---------- Data rows ----------

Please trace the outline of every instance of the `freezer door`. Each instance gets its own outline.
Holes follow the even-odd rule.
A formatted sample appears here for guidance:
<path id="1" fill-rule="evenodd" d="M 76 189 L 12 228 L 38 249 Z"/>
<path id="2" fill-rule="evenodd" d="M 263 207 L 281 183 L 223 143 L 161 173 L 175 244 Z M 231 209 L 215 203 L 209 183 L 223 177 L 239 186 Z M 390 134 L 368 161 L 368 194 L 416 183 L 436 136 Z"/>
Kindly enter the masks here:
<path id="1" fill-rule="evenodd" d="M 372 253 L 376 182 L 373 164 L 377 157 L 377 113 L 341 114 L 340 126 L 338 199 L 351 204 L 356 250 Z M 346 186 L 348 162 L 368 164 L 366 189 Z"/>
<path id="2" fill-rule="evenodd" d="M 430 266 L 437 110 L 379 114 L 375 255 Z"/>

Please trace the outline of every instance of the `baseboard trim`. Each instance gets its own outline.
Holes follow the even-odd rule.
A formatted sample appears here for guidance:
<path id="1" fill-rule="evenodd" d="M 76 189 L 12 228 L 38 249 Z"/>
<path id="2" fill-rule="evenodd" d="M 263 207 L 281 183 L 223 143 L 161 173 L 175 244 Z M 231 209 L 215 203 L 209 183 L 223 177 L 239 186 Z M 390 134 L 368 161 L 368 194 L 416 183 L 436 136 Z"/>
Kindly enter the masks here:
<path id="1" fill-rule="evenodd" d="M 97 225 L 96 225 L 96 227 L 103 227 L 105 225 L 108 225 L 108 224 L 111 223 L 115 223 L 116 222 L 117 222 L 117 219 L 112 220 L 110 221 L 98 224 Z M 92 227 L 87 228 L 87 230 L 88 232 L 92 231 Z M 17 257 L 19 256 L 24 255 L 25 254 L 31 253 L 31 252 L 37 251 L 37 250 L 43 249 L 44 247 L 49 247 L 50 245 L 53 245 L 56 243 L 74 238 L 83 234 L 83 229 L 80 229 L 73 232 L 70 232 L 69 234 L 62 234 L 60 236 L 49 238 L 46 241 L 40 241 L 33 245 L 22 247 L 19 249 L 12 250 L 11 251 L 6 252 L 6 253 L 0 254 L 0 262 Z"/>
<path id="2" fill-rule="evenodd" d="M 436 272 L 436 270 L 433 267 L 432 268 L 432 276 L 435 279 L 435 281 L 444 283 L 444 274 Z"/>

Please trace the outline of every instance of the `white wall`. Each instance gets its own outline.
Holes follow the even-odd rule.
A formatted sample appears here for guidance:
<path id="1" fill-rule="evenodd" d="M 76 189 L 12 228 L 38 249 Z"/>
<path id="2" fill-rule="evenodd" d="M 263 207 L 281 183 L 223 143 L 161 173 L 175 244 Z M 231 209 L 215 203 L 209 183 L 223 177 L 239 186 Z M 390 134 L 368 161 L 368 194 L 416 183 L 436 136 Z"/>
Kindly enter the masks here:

----------

What needs to be done | Gather every line of the records above that contains the string "Please", and copy each one in full. Case counts.

Full output |
Please trace the outline of every instance of the `freezer door`. Each instance gets its own outline.
Please trace the outline of every instance of the `baseboard trim`. Each instance gets its own outline.
Please trace the outline of every instance of the `white wall`. Each instance gets its own outline.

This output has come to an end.